ページ抜粋
都内中心部の雑踏に佇む、コーヒーショップ。安田菜津紀(やすだ・なつき)さんは、待ち合わせの5分前に、朗らかな笑顔で取材陣の元に現れた。
「日が暮れる前に、写真、撮っちゃいましょうか」カメラの前にすっと立つ。
東南アジアやアフリカの貧困、中東の難民問題、東日本大震災後の陸前高田の姿などを、現地に取材し、多くの人に気付きのきっかけを届けている、フォトジャーナリスト。そんな肩書きを持つ彼女の、あまりに構えず自然体な人柄に、彼女の作品同様、私たちの心は一気に引き込まれた。
CALL4のことは、SNS経由で偶然に知ったのだという。
「難民支援協会の広報の方のSNSで流れてきて。元々、カメルーンの方の事件を知識としては知っていましたし、その3カ月程前の2018年11月にも、ちょうど弁護士さんと一緒に、牛久にある入管(入国管理局)に、収容者の方の取材に行っていたんですね」
地獄と呼ばれる場所
「その年の5月、難民認定申請中に収容されてしまった、トルコ出身のクルド人男性をインタビューしていたんです」
そう話して、安田さんはプラスチック製のストローを断り、アイスティーを直接グラスから口にした。

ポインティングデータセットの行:
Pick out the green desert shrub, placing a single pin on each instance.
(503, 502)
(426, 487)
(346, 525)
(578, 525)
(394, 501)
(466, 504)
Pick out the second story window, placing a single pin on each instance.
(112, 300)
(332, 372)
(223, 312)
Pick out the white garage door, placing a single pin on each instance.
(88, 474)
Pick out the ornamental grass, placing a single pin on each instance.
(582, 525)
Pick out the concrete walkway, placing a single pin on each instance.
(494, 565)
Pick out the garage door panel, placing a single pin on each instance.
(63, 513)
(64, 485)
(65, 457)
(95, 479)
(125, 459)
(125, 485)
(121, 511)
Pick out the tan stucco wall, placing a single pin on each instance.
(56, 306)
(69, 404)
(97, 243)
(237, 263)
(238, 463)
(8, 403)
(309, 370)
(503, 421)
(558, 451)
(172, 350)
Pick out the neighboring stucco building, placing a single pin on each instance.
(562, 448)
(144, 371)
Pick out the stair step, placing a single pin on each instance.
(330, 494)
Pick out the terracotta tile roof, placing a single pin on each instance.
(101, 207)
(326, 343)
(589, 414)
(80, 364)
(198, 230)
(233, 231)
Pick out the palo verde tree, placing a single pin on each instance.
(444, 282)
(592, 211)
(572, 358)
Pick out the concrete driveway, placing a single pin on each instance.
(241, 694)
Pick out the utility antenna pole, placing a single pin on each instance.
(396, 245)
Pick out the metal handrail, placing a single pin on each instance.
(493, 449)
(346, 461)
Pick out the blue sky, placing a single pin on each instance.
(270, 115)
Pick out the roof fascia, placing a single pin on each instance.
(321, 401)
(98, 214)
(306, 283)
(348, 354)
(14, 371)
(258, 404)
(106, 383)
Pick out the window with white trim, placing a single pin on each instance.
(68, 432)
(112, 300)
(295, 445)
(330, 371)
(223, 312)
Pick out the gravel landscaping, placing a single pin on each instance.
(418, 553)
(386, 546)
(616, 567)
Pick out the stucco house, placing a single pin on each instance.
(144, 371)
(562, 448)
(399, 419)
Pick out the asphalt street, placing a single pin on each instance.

課題一覧
(1) 取材記事によると、安田菜津紀さんはCALL4のことを何を通じて知りましたか。
(2) 取材記事から、「都内中心部の雑踏に佇む、コー」で始まり「CALL4のことは、SNS経由で偶然に知ったのだという。」で終わる部分をそのまま書き写してください。

各課題の解答
(1) 難民支援協会の広報の方のSNSで流れてきたものを見て、偶然に知りました。

(2)
都内中心部の雑踏に佇む、コーヒーショップ。安田菜津紀(やすだ・なつき)さんは、待ち合わせの5分前に、朗らかな笑顔で取材陣の元に現れた。
「日が暮れる前に、写真、撮っちゃいましょうか」カメラの前にすっと立つ。
東南アジアやアフリカの貧困、中東の難民問題、東日本大震災後の陸前高田の姿などを、現地に取材し、多くの人に気付きのきっかけを届けている、フォトジャーナリスト。そんな肩書きを持つ彼女の、あまりに構えず自然体な人柄に、彼女の作品同様、私たちの心は一気に引き込まれた。
CALL4のことは、SNS経由で偶然に知ったのだという。